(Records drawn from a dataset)
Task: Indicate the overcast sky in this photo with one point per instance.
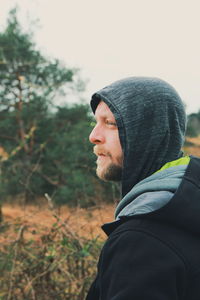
(112, 39)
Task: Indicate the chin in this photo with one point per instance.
(111, 173)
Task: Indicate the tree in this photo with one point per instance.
(48, 149)
(28, 84)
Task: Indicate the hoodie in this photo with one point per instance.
(152, 250)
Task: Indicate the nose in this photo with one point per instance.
(96, 136)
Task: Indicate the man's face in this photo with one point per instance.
(107, 147)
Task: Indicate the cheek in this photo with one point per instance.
(116, 145)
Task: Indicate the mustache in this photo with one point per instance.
(99, 150)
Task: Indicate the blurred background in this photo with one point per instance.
(53, 56)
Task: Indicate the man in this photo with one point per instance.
(153, 246)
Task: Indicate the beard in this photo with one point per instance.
(113, 172)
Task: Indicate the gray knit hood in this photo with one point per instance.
(151, 120)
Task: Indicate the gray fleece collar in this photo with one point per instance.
(151, 193)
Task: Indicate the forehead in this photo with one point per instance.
(103, 111)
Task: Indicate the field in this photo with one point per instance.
(51, 253)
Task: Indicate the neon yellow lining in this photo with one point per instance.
(178, 162)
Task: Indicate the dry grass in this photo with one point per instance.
(39, 220)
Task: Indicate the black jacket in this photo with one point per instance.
(154, 256)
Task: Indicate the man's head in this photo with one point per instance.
(151, 120)
(107, 147)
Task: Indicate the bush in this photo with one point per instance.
(60, 266)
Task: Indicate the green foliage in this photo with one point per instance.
(47, 147)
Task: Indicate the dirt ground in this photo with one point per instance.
(38, 220)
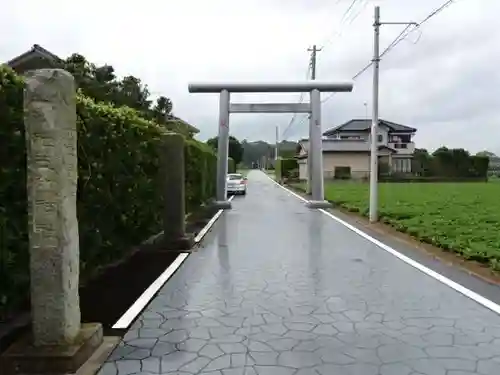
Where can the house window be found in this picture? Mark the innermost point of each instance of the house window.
(401, 165)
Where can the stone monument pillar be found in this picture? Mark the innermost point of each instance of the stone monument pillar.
(58, 343)
(174, 196)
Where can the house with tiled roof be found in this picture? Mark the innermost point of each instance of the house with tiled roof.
(347, 146)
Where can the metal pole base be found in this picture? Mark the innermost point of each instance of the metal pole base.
(318, 204)
(222, 205)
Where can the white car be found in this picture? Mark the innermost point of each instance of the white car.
(236, 184)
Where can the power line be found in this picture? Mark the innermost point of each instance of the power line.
(402, 35)
(343, 21)
(301, 99)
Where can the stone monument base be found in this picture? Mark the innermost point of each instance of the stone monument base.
(222, 205)
(23, 358)
(180, 244)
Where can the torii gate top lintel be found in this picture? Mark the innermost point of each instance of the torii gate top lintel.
(305, 86)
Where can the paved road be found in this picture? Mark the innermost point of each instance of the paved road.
(278, 289)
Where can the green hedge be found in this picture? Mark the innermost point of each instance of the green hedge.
(286, 168)
(118, 187)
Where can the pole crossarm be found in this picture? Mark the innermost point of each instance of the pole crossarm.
(269, 108)
(275, 87)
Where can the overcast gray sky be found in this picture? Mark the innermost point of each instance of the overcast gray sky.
(444, 80)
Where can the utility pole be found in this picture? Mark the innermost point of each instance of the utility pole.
(314, 50)
(373, 215)
(276, 151)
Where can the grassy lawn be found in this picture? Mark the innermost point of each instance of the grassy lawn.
(459, 217)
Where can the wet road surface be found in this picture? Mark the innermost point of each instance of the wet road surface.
(278, 289)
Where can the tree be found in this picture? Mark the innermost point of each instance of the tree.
(235, 148)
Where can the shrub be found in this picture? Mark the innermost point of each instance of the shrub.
(119, 192)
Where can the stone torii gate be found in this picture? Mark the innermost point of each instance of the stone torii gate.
(315, 134)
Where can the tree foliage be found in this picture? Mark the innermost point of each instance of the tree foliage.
(101, 84)
(235, 148)
(450, 163)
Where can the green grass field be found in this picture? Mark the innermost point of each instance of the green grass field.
(459, 217)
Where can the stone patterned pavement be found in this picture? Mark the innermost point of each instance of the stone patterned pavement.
(278, 289)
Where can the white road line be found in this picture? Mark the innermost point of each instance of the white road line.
(207, 227)
(141, 302)
(148, 294)
(435, 275)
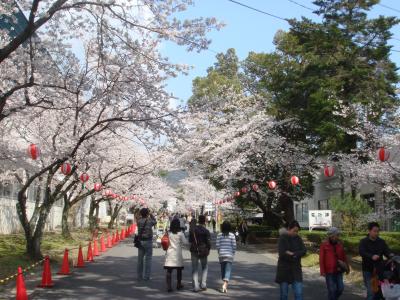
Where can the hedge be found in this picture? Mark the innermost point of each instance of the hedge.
(350, 240)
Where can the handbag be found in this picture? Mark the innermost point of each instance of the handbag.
(202, 249)
(137, 239)
(374, 282)
(165, 241)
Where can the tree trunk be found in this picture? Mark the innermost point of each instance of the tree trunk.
(114, 216)
(286, 205)
(64, 219)
(92, 216)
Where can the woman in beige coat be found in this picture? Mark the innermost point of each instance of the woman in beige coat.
(173, 256)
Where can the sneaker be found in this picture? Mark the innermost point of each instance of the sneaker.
(147, 279)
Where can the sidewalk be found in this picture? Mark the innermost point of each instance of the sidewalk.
(113, 276)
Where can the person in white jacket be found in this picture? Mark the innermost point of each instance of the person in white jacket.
(173, 256)
(226, 246)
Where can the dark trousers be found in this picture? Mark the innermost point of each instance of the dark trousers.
(334, 283)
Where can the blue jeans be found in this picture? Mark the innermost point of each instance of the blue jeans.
(334, 283)
(144, 260)
(226, 269)
(367, 282)
(195, 271)
(297, 287)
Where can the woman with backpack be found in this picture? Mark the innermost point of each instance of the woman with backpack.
(226, 246)
(173, 255)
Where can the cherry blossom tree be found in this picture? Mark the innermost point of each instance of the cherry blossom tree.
(239, 145)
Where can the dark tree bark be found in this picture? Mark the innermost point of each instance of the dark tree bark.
(64, 218)
(92, 215)
(114, 216)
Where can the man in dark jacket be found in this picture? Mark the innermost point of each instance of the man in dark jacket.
(333, 263)
(200, 245)
(372, 249)
(291, 249)
(145, 252)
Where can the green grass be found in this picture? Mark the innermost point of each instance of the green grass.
(12, 249)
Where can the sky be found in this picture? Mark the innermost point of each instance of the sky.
(247, 30)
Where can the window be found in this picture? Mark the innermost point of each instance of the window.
(323, 204)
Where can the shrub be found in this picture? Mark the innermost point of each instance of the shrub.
(350, 210)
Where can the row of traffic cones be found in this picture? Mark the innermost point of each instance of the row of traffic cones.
(47, 282)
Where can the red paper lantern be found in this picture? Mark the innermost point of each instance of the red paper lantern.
(329, 171)
(84, 177)
(66, 168)
(383, 154)
(33, 151)
(97, 187)
(272, 185)
(295, 180)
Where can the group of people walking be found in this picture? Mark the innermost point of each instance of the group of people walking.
(291, 248)
(199, 242)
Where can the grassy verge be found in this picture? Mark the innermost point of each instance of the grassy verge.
(12, 249)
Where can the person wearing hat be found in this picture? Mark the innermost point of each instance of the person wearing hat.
(333, 263)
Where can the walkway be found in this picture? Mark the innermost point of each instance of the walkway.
(113, 276)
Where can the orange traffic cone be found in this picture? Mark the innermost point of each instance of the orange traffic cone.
(21, 289)
(65, 266)
(102, 245)
(90, 253)
(95, 248)
(47, 282)
(80, 263)
(109, 241)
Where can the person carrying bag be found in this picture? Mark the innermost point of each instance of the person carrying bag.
(200, 240)
(144, 242)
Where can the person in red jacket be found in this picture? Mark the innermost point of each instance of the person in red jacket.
(333, 263)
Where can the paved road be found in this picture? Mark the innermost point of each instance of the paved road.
(113, 276)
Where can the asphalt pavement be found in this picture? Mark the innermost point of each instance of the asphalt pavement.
(113, 276)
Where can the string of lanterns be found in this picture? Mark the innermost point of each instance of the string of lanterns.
(329, 171)
(33, 152)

## WHAT TO WORK ON
Your answer must consist solely of the lines from the one containing "Where can the person in red" through the last line of the entries, reproduced exactly.

## RESULT OF THE TASK
Where can the person in red jacket be found in this picture? Mark the innermost point of each instance of the person in red jacket.
(333, 263)
Where can the paved road be found in this picture? Mark the innermost point of each instance of the paved road.
(113, 276)
Where can the asphalt pavement be found in this picture? Mark the innermost point of each instance of the asphalt pavement.
(113, 276)
Where can the string of lanterns be found in this picture? Mark the innermost point of each instance of the string of lanterns.
(329, 171)
(33, 152)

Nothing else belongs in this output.